→ **Tasks and exercises**
(1) Quote the column on Florida teachers from "Certainly, the government" up to and including "has its limits.".
(2) According to the column on Florida teachers, how much federal aid for schools did Florida almost lose this fall?
(Selected excerpt Opens)
Lizette Alvarez: Florida teachers are quitting their jobs in droves — and who can blame them?
At the Washington Post, Lizette Alvarez looks at the pressures on Florida teachers.
Teachers’ work is sacred. It helps shape our children’s intellect, habits and attitudes. It is also sacrificial: The hours are ridiculously long, the bureaucracy is unyielding and the pay is insultingly low — particularly in Florida. The state ranked among the lowest in teachers salaries until this year when new teachers finally got raises and has seen housing costs jump considerably. The covid-19 pandemic — which spiked to its highest level in Florida this past summer — has made the demands even more exhausting.
“I don’t think those in power appreciate the worth of what we do,” said Robinson, a 20-year education veteran who teaches at University High School. “Everybody is double- and triple-timing it. I am having stress dreams about work, about the 17 hours a day we are routinely putting in.”
Certainly, the government has only made teachers’ lives harder. Robinson said she feels whipsawed by Florida Gov. Ron DeSantis’s antediluvian approach to the covid-19 virus. Sacrifice suddenly has its limits.
Two months ago, DeSantis (R) forbade school district administrators to require masks. Now, school boards that mandate them are being fined. They cannot force covid-exposed students to quarantine. And Florida almost lost out on $2.3 billion in federal aid for schools this fall because it was the only state that chose not to apply for the third round of covid relief. After a swift and loud outcry, the DeSantis administration reversed course on Thursday.
School boards, staff members and teachers across Florida say they feel their jobs put them in danger. They are worried about both covid’s stubborn persistence and angry parents who reject mask-wearing. A furious group of such parents showed up Monday outside the Sarasota school board chairwoman’s home, waving signs and chanting. One could be heard saying, “We see you in there, Shirley. We want you to come out for a redress of grievances. This is the line we will die on. Shirley, come out.”
(Selected excerpt Closes)
(Dataset excerpts Opens)
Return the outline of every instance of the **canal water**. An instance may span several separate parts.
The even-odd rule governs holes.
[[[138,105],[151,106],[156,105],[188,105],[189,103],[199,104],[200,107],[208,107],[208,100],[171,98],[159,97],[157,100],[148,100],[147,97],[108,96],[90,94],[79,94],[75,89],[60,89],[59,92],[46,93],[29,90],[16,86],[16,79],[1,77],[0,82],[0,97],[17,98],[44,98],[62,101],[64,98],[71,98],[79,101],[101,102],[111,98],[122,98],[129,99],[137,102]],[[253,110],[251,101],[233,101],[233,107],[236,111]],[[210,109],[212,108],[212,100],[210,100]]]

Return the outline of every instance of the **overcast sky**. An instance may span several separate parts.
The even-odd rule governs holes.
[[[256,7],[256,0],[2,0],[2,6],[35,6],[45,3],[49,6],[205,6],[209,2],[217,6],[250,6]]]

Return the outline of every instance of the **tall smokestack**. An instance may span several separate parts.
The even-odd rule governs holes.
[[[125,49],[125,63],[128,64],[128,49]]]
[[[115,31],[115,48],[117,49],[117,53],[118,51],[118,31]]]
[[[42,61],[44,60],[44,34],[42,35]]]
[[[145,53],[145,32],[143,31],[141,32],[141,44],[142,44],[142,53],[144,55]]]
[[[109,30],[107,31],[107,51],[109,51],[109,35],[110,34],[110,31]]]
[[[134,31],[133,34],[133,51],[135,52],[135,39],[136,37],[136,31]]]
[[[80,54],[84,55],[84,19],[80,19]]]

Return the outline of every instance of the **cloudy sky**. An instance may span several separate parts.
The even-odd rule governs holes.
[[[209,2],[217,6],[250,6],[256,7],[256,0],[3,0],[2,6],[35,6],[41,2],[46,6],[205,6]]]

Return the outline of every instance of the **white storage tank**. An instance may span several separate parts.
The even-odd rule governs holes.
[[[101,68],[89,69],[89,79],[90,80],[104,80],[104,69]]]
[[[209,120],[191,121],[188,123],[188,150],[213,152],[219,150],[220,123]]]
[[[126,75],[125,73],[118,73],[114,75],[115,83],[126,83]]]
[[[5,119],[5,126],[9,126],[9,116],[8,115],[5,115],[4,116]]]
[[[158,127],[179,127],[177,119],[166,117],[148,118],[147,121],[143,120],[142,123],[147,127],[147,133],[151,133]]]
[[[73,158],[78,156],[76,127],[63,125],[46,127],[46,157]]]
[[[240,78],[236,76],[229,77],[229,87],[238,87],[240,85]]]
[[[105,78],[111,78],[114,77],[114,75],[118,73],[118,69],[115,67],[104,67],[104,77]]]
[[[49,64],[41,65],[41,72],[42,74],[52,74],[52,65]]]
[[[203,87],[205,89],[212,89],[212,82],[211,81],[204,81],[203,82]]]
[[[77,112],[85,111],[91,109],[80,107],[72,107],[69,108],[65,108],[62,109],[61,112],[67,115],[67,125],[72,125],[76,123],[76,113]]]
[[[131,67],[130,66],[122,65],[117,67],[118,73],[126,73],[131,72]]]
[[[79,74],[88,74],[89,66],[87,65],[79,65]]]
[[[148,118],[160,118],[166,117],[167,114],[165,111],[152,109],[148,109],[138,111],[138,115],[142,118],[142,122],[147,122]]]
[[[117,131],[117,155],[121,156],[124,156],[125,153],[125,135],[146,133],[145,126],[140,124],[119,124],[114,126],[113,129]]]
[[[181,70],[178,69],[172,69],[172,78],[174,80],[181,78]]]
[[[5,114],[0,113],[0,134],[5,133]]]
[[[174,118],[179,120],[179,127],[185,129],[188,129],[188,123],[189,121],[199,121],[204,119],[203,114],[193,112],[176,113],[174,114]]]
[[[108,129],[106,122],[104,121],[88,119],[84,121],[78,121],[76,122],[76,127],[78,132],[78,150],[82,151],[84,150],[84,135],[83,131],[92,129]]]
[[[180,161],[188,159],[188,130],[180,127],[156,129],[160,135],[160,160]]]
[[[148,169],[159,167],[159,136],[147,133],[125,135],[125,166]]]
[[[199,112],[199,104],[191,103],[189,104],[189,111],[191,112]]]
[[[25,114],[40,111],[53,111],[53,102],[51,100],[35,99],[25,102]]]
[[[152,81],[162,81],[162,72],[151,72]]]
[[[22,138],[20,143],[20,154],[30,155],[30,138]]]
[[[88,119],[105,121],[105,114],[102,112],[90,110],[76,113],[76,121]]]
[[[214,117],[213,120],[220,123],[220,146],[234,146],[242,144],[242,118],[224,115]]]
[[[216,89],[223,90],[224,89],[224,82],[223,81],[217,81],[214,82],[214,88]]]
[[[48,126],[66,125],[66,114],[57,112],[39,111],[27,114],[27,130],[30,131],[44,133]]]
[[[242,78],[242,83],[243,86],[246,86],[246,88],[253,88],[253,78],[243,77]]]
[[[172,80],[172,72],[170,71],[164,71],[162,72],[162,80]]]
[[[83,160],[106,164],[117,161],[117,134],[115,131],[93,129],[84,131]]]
(Dataset excerpts Closes)
→ **Answers given**
(1)
Certainly, the government has only made teachers’ lives harder. Robinson said she feels whipsawed by Florida Gov. Ron DeSantis’s antediluvian approach to the covid-19 virus. Sacrifice suddenly has its limits.

(2) $2.3 billion.